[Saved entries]
>> Begin
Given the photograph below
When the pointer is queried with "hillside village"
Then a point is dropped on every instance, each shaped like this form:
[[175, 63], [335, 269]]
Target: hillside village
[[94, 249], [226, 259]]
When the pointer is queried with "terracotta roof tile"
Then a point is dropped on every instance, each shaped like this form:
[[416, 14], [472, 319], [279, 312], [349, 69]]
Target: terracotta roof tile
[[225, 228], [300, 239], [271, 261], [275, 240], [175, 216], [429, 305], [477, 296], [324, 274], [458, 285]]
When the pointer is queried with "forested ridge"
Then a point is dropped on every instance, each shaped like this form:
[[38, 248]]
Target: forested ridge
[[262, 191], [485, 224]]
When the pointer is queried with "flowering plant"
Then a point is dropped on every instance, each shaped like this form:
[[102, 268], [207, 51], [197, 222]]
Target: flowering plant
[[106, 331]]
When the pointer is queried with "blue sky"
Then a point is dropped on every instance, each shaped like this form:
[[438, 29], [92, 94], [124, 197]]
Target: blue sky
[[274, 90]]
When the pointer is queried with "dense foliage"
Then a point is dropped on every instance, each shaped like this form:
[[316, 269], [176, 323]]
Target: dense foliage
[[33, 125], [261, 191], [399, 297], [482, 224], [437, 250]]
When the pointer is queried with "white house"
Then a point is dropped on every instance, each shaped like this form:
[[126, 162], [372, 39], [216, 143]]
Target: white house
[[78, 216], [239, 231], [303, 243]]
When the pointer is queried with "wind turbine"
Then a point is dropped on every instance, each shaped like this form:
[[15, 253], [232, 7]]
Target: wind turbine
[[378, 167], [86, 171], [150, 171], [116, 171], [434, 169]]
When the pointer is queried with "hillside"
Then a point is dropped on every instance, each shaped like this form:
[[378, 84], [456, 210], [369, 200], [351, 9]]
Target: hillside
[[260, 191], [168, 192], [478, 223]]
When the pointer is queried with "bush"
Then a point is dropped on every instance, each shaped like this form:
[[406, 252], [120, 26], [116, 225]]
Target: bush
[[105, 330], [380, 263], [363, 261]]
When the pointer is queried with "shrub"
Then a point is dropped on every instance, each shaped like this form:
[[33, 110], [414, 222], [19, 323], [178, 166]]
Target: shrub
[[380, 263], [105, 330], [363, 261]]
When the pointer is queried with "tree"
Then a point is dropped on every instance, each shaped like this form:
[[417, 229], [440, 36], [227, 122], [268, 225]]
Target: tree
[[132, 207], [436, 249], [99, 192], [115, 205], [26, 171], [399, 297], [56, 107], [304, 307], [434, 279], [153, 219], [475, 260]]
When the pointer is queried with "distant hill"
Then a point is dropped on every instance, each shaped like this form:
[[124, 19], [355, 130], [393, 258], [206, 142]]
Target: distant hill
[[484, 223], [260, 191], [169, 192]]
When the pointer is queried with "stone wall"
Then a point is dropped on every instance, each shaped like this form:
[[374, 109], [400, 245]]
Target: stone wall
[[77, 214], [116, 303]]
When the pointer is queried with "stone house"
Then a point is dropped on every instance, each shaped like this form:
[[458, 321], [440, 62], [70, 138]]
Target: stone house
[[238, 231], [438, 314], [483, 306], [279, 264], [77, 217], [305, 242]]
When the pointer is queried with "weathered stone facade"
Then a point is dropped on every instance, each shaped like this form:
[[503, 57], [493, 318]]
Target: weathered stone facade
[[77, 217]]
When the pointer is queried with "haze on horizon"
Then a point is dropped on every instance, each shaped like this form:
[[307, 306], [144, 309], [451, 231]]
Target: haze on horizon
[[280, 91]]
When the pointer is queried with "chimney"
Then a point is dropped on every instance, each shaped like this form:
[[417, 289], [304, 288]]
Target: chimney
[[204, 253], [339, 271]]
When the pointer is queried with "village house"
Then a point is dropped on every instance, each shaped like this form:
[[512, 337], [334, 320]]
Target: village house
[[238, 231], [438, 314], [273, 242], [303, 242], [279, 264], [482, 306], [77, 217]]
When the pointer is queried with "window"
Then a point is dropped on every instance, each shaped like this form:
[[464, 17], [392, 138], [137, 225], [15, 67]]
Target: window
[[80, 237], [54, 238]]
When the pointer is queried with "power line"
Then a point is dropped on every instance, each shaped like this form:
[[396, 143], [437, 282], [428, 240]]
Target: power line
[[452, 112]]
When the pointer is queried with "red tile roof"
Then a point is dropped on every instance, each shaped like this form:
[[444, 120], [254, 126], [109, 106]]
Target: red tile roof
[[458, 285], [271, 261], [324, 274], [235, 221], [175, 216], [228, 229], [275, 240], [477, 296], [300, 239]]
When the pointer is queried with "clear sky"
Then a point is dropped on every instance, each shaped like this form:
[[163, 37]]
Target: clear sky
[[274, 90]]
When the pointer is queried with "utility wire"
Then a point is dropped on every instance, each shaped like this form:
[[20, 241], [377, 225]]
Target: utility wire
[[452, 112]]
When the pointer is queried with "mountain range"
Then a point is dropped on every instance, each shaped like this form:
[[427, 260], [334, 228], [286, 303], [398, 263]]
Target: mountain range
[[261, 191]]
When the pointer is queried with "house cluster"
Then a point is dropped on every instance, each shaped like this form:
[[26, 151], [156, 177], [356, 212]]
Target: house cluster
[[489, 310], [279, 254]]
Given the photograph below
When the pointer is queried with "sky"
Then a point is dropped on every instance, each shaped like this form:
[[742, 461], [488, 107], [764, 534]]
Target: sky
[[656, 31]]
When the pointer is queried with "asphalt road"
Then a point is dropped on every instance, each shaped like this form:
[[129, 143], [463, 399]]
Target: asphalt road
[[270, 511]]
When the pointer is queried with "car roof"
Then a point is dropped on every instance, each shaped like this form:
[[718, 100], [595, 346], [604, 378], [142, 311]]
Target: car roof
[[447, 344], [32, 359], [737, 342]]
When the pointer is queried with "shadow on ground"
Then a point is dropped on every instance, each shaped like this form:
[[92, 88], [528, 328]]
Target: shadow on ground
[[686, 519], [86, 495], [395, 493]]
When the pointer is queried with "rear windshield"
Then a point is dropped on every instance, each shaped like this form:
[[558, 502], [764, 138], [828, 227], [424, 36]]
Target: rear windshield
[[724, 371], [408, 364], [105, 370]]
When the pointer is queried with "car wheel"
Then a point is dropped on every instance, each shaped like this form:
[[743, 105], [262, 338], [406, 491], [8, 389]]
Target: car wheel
>> End
#### GOAL OF THE EXERCISE:
Please repeat the entries starting at the beginning and ending at the line containing "[[94, 249], [226, 259]]", requests included, scaling every coordinate in the answers by 0.65 and rounding to whole numbers with halves rounded up. Give only those lines.

#### SOLUTION BELOW:
Given the photograph below
When the pointer is queried with "hillside village"
Then a point is dropped on every instance, each shaped like this form:
[[175, 63], [335, 269]]
Target: hillside village
[[61, 162], [147, 168]]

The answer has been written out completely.